Photo-based point labeling data
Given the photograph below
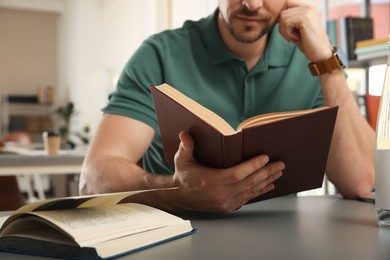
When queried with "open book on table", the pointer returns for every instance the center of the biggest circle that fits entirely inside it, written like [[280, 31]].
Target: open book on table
[[299, 138], [89, 227]]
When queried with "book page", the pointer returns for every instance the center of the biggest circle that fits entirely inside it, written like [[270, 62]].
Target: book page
[[272, 117], [197, 109], [92, 225], [105, 199]]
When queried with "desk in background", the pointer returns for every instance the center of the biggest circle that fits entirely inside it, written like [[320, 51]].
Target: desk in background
[[282, 228], [36, 163]]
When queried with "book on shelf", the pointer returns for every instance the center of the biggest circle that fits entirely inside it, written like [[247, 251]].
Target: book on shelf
[[372, 42], [299, 138], [89, 227], [371, 51], [345, 32]]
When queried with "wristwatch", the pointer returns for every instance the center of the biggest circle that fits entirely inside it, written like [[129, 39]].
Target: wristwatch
[[337, 61]]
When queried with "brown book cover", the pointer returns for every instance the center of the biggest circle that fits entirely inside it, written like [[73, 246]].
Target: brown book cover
[[299, 138]]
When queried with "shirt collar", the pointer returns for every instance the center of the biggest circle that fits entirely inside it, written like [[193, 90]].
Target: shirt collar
[[277, 54]]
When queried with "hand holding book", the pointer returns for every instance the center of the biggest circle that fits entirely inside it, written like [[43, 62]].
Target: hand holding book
[[301, 139]]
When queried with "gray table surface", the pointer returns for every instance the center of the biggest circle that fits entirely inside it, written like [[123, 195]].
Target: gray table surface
[[282, 228], [40, 159]]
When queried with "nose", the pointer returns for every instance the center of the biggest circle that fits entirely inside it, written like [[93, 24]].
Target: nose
[[252, 4]]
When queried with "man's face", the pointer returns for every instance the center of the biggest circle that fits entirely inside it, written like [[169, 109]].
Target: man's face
[[248, 23]]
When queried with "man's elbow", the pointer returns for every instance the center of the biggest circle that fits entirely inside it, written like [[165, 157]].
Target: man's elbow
[[361, 186]]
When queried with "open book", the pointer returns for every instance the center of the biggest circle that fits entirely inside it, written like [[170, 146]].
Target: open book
[[299, 138], [89, 227]]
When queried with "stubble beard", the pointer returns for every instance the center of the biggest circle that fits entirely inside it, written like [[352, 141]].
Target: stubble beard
[[249, 33]]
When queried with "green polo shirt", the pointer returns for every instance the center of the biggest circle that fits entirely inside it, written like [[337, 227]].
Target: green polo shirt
[[194, 60]]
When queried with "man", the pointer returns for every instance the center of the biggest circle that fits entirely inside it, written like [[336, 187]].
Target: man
[[249, 57]]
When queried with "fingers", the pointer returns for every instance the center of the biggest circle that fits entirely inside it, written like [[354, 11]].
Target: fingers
[[186, 148], [301, 24]]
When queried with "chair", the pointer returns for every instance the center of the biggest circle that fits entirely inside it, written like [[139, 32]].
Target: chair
[[372, 105], [11, 197]]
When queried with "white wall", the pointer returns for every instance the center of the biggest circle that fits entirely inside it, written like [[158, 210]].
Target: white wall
[[97, 37]]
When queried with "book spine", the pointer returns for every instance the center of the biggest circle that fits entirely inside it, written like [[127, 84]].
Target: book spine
[[232, 149]]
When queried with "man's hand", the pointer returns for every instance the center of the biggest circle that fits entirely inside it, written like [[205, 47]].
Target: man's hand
[[220, 190], [301, 24]]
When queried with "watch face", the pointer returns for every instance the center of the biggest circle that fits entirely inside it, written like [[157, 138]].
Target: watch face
[[342, 57]]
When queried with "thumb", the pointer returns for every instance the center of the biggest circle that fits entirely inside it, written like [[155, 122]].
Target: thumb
[[186, 147]]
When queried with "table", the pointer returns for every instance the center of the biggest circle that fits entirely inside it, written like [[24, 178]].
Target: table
[[317, 227], [37, 163]]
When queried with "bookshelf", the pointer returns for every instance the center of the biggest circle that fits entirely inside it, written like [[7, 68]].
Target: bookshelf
[[25, 113]]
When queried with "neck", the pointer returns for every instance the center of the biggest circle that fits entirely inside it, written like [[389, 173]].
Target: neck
[[250, 52]]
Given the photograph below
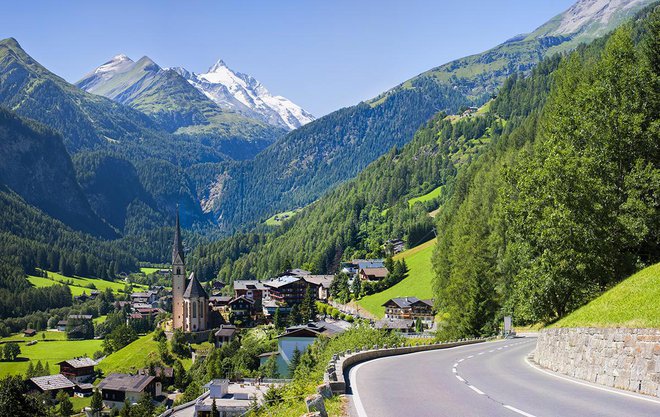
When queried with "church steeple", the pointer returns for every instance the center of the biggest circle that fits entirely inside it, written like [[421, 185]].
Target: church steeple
[[177, 247], [178, 276]]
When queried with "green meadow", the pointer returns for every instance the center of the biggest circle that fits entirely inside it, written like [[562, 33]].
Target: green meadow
[[418, 283], [634, 302]]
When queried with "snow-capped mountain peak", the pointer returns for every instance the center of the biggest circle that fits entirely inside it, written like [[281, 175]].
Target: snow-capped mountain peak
[[597, 13], [118, 63], [244, 94]]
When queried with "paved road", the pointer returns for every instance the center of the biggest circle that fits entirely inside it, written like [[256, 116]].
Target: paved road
[[487, 379]]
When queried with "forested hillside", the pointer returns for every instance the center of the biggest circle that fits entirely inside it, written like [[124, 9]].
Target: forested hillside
[[310, 161], [565, 206], [357, 218]]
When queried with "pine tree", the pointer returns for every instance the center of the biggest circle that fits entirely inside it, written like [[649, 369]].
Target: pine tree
[[214, 409], [65, 406], [39, 369], [97, 403], [126, 409], [295, 361], [29, 373], [294, 316], [278, 320]]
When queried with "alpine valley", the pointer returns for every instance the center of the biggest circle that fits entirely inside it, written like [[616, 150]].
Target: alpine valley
[[523, 180]]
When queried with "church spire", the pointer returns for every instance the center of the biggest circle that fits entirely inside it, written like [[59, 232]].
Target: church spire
[[177, 247]]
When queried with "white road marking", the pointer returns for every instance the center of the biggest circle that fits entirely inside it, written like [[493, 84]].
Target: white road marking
[[359, 408], [515, 410], [586, 384], [477, 390]]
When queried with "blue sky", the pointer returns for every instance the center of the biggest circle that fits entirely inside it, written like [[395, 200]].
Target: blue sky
[[323, 55]]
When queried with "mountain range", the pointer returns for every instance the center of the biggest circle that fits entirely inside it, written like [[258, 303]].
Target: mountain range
[[307, 162], [181, 99], [216, 143]]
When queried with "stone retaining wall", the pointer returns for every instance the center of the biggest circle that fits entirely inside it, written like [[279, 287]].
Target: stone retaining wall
[[339, 364], [616, 357]]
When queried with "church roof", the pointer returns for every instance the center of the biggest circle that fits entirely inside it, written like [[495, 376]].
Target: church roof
[[177, 247], [194, 289]]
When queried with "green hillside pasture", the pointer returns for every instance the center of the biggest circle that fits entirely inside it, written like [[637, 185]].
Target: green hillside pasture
[[134, 356], [416, 284], [634, 302], [48, 351], [426, 197], [79, 284], [149, 271]]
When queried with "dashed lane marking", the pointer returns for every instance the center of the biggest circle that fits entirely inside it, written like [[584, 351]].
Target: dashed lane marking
[[475, 389], [515, 410]]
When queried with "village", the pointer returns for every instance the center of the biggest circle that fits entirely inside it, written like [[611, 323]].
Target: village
[[296, 308]]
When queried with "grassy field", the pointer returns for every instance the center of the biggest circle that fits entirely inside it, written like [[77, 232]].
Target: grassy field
[[149, 271], [416, 284], [51, 351], [78, 285], [134, 356], [426, 197], [634, 302], [288, 214]]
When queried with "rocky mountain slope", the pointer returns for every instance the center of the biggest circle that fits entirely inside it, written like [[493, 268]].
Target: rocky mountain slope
[[245, 95], [170, 100], [36, 166]]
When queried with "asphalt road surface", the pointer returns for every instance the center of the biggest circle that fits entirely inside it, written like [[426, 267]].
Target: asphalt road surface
[[486, 380]]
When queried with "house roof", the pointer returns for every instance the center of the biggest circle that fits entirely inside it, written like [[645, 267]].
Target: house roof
[[369, 263], [166, 372], [406, 302], [79, 362], [312, 329], [220, 299], [226, 330], [380, 272], [399, 324], [297, 272], [242, 297], [249, 284], [282, 281], [216, 382], [320, 280], [194, 289], [52, 382], [125, 382]]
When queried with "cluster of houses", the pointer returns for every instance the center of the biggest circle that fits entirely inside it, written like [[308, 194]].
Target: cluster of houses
[[365, 269], [75, 378], [403, 313], [260, 299]]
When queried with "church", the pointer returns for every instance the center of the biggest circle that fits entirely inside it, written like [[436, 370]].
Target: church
[[190, 302]]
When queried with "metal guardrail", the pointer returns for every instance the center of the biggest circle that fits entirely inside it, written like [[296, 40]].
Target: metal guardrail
[[337, 366]]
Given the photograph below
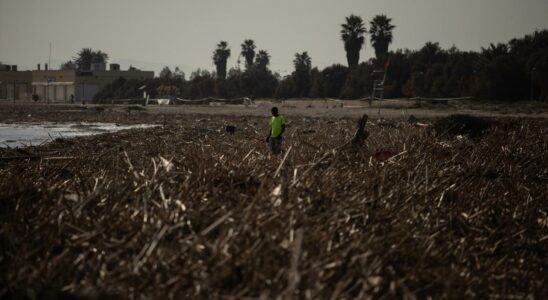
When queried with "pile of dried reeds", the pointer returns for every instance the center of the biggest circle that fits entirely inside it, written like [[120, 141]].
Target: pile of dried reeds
[[188, 211]]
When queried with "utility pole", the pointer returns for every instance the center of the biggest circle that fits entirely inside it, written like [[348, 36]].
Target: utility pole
[[532, 86]]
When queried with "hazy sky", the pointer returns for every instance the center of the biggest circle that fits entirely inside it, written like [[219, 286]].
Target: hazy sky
[[149, 34]]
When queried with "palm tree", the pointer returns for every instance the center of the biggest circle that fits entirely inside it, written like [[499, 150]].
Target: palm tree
[[301, 76], [99, 57], [220, 57], [302, 62], [83, 58], [248, 51], [381, 34], [262, 60], [352, 34]]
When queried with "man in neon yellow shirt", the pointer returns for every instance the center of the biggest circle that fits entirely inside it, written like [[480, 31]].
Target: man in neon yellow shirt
[[277, 128]]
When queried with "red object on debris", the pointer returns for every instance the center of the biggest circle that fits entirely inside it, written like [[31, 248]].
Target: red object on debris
[[383, 154]]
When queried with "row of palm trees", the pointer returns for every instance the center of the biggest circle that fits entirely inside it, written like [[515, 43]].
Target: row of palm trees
[[260, 59], [353, 35]]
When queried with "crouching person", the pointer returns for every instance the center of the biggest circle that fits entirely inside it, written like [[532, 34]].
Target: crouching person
[[277, 128]]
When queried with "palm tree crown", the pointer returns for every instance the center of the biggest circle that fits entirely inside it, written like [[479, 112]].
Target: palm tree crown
[[352, 34], [302, 62], [248, 51], [262, 60], [220, 57], [381, 34]]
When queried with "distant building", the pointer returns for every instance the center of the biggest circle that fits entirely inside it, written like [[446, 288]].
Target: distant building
[[60, 85], [14, 84]]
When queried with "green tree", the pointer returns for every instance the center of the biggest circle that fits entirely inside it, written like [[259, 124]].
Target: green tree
[[220, 57], [381, 35], [87, 56], [248, 52], [352, 34], [301, 75], [538, 68]]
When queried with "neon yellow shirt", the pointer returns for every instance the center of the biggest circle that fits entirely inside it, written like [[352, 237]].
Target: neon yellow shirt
[[276, 124]]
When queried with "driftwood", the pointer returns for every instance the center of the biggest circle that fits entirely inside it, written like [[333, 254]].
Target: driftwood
[[174, 212]]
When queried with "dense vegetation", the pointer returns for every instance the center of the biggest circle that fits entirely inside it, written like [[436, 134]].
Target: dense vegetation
[[512, 71]]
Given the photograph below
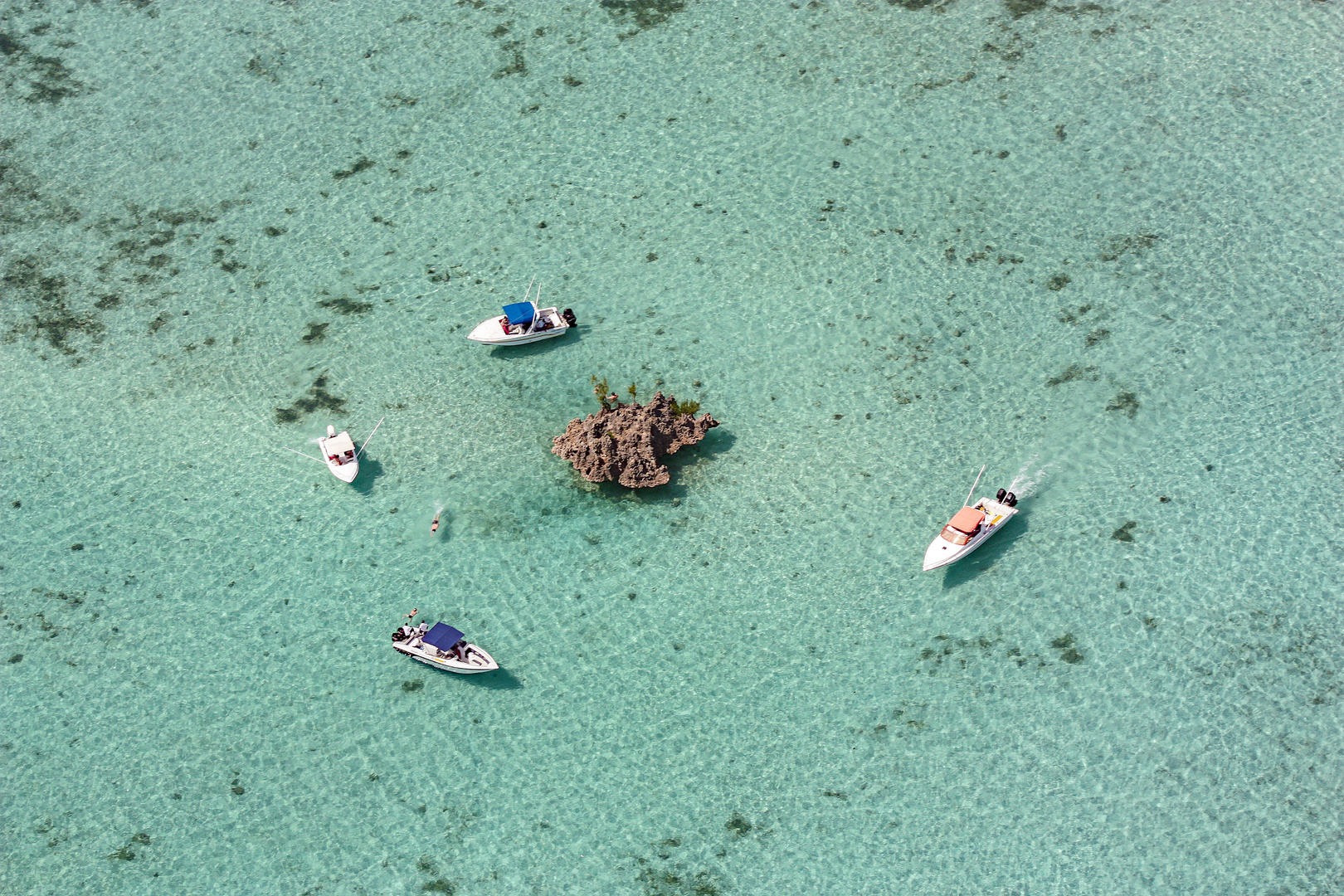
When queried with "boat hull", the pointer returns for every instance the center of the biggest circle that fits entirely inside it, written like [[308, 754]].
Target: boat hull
[[491, 332], [480, 663], [942, 553], [344, 472]]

WHAT TO DO:
Write out everything in the data from the line containing "like [[169, 109]]." down to the line containing "[[361, 186]]", with both of those lines included.

WORKED SOLUTION:
When queried with "man's face", the pointer returns for every instance the center of the biggest circle that fits entirely inside it, written like [[169, 109]].
Target: man's face
[[248, 23]]
When queried with "man's elbow", the pointer returns for every instance the center of the biggest circle that fits entirely inside it, written like [[165, 157]].
Target: man's elbow
[[361, 186]]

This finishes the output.